And thank you for the Sangtiennoi suggestion, I'd read Sylvie's post but somehow it hadn't registered as an option...

 

Personally, the Kem/Hongthong split strikes me as the perfect contrast. Kem's gym is just spectacularly beautiful. There's a gorgeous valley vista right outside the practice ring, it's like an oasis up on a mountain, and the technique/training seems both rigorous and precise. But it is up in the middle of nowhere. Having been in both gyms they seem somehow complimentary. They do maybe frame a "best of both worlds" kind thing. The good thing about taking this kind of approach is that you get a real perspective for comparison, and maybe learn to appreciate each for what the other doesn't have. And, you may just decide after one cycle that you really like one more than the other. They are so much different worlds there won't be any political issues of changing or moving gyms, I would think, at least the first few times through.

:: JOB 1 ::
Reproduce the forum post word for word, starting at "Personally, the Kem/Hongthong" and ending at "few times through.".
:: JOB 2 ::
Which proper names appear in the forum post? List each one once.

:: EXCERPTED DATA ::

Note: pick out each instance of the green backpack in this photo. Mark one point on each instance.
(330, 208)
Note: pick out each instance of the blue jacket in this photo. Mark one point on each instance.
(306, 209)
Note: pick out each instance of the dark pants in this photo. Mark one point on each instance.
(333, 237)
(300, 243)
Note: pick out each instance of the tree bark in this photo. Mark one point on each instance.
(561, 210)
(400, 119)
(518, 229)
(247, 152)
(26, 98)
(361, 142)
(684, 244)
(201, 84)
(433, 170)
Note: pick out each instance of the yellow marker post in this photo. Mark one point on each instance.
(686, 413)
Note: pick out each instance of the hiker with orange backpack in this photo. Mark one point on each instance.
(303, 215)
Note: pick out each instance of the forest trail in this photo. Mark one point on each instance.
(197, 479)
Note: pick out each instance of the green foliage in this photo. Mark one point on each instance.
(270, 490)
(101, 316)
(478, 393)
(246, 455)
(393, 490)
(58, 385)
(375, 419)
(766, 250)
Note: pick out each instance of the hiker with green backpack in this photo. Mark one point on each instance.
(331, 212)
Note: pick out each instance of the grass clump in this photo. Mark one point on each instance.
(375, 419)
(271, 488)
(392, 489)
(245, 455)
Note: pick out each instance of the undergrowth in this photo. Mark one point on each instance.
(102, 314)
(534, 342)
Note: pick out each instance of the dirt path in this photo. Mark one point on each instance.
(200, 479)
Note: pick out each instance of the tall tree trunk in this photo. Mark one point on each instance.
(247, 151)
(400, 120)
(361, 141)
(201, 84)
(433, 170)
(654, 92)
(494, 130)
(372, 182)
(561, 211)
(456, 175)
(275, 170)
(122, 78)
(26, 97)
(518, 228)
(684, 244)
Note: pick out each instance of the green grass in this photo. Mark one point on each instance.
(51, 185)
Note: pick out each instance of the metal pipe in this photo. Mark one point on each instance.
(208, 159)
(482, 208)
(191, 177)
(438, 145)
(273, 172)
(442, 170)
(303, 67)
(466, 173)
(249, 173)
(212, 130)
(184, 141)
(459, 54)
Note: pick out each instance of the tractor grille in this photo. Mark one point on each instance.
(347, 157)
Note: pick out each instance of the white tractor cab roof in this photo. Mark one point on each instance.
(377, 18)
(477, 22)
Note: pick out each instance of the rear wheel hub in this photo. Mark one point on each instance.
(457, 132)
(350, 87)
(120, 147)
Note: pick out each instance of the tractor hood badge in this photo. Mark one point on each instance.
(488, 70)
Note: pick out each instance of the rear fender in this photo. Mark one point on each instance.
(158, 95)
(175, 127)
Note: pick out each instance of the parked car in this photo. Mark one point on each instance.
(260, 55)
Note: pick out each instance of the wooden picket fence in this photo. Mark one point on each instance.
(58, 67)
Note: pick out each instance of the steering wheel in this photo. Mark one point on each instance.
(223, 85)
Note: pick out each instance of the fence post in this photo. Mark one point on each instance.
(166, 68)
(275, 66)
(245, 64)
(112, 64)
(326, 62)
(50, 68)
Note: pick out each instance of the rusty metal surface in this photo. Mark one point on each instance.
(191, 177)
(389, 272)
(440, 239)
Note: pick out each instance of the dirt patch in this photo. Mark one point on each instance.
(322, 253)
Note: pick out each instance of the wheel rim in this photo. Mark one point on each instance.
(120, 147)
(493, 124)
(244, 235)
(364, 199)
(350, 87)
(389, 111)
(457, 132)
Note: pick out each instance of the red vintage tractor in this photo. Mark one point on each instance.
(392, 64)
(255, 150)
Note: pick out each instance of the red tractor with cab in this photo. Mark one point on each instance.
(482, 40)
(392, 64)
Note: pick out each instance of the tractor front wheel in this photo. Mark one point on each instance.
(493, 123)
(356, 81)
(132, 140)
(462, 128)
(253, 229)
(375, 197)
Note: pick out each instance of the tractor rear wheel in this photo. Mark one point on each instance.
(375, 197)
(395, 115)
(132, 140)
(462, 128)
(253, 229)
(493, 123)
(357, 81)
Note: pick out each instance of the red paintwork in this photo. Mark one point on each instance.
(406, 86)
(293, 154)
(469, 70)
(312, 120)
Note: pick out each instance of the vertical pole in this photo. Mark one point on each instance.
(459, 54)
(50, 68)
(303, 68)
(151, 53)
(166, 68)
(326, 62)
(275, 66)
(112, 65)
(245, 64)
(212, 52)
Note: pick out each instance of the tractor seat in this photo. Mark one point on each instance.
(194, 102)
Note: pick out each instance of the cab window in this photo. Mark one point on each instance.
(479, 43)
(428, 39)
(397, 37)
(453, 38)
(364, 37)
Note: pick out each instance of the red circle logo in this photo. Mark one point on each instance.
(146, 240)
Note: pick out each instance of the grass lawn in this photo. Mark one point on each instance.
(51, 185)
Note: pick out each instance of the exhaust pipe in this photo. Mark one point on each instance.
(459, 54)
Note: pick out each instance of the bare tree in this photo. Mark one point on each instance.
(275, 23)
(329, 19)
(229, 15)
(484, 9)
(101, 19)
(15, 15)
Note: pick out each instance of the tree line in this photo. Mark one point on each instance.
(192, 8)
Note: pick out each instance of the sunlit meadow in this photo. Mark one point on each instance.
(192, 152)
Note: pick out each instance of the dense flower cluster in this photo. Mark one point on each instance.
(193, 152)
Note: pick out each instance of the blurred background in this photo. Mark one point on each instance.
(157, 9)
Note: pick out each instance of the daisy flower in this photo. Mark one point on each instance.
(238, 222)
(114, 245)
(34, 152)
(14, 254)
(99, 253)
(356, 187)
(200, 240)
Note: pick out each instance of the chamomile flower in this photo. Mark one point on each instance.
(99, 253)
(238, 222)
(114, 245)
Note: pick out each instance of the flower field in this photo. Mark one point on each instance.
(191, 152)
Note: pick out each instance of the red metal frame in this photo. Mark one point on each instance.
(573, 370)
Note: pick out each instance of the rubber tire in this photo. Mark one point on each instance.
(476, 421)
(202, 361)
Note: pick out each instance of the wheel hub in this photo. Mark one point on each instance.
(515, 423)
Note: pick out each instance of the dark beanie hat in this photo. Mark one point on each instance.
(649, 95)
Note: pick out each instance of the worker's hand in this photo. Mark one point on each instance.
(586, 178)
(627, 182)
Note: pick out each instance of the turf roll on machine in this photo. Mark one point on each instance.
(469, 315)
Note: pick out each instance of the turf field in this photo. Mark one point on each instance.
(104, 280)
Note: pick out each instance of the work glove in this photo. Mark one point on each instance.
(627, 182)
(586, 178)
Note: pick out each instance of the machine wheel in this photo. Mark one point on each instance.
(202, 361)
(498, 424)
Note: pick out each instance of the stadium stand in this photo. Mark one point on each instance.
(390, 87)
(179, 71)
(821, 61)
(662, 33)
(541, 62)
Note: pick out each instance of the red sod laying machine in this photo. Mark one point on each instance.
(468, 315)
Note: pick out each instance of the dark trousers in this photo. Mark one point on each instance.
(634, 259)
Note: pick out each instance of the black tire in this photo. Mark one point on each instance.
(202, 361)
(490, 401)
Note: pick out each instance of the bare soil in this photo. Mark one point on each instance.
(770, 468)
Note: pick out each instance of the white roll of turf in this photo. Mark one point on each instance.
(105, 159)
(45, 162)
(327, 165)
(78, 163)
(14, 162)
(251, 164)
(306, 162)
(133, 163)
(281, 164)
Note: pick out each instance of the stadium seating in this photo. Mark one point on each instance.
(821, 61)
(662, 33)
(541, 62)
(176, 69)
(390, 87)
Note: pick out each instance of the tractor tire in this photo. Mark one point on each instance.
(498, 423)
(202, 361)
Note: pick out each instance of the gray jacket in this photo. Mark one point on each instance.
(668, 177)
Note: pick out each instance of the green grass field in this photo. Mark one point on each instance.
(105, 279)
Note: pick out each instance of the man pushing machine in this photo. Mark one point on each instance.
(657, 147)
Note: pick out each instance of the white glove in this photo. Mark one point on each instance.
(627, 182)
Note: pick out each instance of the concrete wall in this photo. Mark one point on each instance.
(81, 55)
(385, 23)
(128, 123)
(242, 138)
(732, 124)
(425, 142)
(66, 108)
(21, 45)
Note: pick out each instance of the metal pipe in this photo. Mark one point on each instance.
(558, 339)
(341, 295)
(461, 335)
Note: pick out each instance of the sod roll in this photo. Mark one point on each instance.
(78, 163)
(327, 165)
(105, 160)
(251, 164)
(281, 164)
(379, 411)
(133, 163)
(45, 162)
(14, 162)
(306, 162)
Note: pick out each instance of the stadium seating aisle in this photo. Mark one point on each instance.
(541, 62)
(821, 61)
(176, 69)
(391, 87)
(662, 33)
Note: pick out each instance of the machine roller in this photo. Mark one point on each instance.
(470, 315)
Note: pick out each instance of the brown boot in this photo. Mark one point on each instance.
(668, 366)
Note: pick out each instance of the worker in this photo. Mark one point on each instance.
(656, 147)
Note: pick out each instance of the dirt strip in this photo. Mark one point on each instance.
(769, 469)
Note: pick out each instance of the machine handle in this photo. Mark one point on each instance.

:: REPLY 1 ::
Personally, the Kem/Hongthong split strikes me as the perfect contrast. Kem's gym is just spectacularly beautiful. There's a gorgeous valley vista right outside the practice ring, it's like an oasis up on a mountain, and the technique/training seems both rigorous and precise. But it is up in the middle of nowhere. Having been in both gyms they seem somehow complimentary. They do maybe frame a "best of both worlds" kind thing. The good thing about taking this kind of approach is that you get a real perspective for comparison, and maybe learn to appreciate each for what the other doesn't have. And, you may just decide after one cycle that you really like one more than the other. They are so much different worlds there won't be any political issues of changing or moving gyms, I would think, at least the first few times through.

:: REPLY 2 ::
Sangtiennoi
Sylvie
Kem
Hongthong